Records from a data collection:
===============

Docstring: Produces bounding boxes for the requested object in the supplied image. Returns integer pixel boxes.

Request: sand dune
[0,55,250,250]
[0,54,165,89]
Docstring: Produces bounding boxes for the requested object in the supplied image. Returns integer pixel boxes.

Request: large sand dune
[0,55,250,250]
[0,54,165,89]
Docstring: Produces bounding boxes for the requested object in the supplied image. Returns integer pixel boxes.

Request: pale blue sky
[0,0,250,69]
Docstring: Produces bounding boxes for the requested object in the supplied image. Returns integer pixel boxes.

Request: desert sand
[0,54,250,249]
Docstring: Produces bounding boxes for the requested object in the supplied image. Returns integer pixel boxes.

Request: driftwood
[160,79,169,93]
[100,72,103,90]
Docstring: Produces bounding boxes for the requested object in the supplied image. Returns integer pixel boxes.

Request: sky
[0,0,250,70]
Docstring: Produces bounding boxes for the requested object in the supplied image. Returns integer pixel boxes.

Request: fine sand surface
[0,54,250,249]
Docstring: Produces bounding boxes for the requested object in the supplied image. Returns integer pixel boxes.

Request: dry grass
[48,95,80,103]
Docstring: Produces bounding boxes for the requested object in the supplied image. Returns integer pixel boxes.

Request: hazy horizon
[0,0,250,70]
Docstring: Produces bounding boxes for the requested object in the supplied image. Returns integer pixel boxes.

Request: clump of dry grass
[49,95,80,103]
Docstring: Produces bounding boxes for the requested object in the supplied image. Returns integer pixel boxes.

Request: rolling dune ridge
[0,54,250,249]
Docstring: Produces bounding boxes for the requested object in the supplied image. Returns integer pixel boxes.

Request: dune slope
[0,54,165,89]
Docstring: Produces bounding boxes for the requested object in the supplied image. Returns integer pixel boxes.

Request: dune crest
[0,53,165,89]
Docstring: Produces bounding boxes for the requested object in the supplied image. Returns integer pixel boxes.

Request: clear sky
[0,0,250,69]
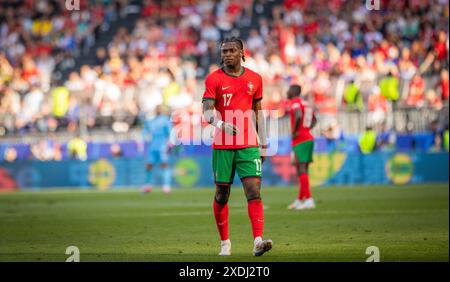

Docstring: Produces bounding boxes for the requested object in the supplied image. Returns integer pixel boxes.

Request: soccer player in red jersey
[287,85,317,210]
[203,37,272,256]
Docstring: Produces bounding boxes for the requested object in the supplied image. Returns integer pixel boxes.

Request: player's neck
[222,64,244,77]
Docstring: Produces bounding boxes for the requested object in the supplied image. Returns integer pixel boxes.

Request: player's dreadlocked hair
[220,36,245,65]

===============

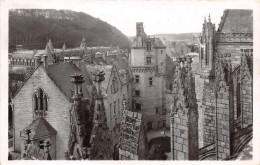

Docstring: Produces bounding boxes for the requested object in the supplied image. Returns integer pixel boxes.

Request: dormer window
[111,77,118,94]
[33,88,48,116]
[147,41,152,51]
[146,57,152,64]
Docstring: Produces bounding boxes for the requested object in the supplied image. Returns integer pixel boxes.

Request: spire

===============

→ **Stated problem**:
Count the lines in the rows that contain the string "player", and give only the number.

→ **Response to the exercise**:
3